**CHALLENGES**
1. Please summarize the article on CPU caches in two sentences.
2. List every disadvantage of write-through mode that the article on CPU caches gives.
3. Reproduce the stretch of the article on CPU caches from "- There is the" through "and ‘write-back write-allocate’.".

CPU caches with examples for ARM Cortex-M
In the article, I said that we used caches to accelerate graphics on microcontrollers.
We talked about some advantages and disadvantages of Write-Through mode, but it was a quick overview. This article talks about caches from the point of view of programmers in more detail.
CPU data cache modes
I’m starting with the point where I stopped in the previous topic, namely, what’s the difference between write-back and write-through modes. In short:
- Write-back. During write operation data is loaded only to the cache. The real write to memory is deferred until the cache is full and space is required for new data.
- Write-through. Writing to a cache and a memory occur “simultaneously”.
The advantage of write-through mode is easy usage. It potentially reduces errors count. Indeed, in this mode, the memory is always coherent and does not require additional update procedures.
I seem it should decrease performance significantly, but ST says it shouldn’t:
“Write-through: triggers a write to the memory as soon as the contents on the cache line are written to. This is safer for the data coherency, but it requires more bus accesses. In practice, the write to the memory is done in the background and has a little effect unless the same cache set is being accessed repeatedly and very quickly. It is always a tradeoff.”
Disadvantages of the ‘write-through’ mode are the following:
- Sequential and frequent access to the same memory address can degrade performance.
- You still need to do a cache invalidate after the end of DMA operations.
- There is the “Data corruption in a sequence of Write-Through stores and loads” bug in some versions of Cortex-M7
During the write operation in ‘write-back’ mode data is loaded only to the cache, not to the memory.
There is another cache property. It is the ‘write-allocate’ and ‘no-write-allocate’ modes. These modes determine what is occurred when a write cache miss has happened. If you use the ‘write-allocate’ mode data is loaded to cache, but if you use the ‘no-write-allocate’ data is not loaded.
The resulting cache mode is a combination of these two pairs: ‘write-through’ and ‘write-back’ with ‘write-allocate’ and ‘no-write-allocate’. For instance, it can be ‘write-through no-write-allocate’ and ‘write-back write-allocate’.
NOTE: Except for D-cache (data cache), there is I-cache (instruction cache). We do not consider I-Cache here in detail but enable it in real-world applications.
How to set a cache mode in ARM Cortex-M?
MPU (Memory Protection Unit) is used to set up a specific region’s cache mode in the ARMv7M architecture. You can set up settings for up to 16 regions. The settings include base address, size, rights access, TEX, cacheable, bufferable, shareable attributes, and so on. You can set up any cache modes with these attributes.

**DATASET CONTENT**
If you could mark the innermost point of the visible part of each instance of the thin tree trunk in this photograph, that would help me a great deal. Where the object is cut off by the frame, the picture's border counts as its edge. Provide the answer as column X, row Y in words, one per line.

**FINAL ANSWERS**
1. The article on CPU caches explains, from a programmer's point of view, that write-back mode loads data only to the cache and defers the real write to memory until space is needed, while write-through mode writes to the cache and memory "simultaneously" and keeps memory coherent at some cost in bus accesses. It adds that these modes combine with write-allocate and no-write-allocate to form the resulting cache mode, and that in the ARMv7M architecture the MPU sets a region's cache mode, with settings for up to 16 regions.

2.
- Sequential and frequent access to the same memory address can degrade performance.
- You still need to do a cache invalidate after the end of DMA operations.
- Some versions of Cortex-M7 have the "Data corruption in a sequence of Write-Through stores and loads" bug.

3.
- There is the “Data corruption in a sequence of Write-Through stores and loads” bug in some versions of Cortex-M7
During the write operation in ‘write-back’ mode data is loaded only to the cache, not to the memory.
There is another cache property. It is the ‘write-allocate’ and ‘no-write-allocate’ modes. These modes determine what is occurred when a write cache miss has happened. If you use the ‘write-allocate’ mode data is loaded to cache, but if you use the ‘no-write-allocate’ data is not loaded.
The resulting cache mode is a combination of these two pairs: ‘write-through’ and ‘write-back’ with ‘write-allocate’ and ‘no-write-allocate’. For instance, it can be ‘write-through no-write-allocate’ and ‘write-back write-allocate’.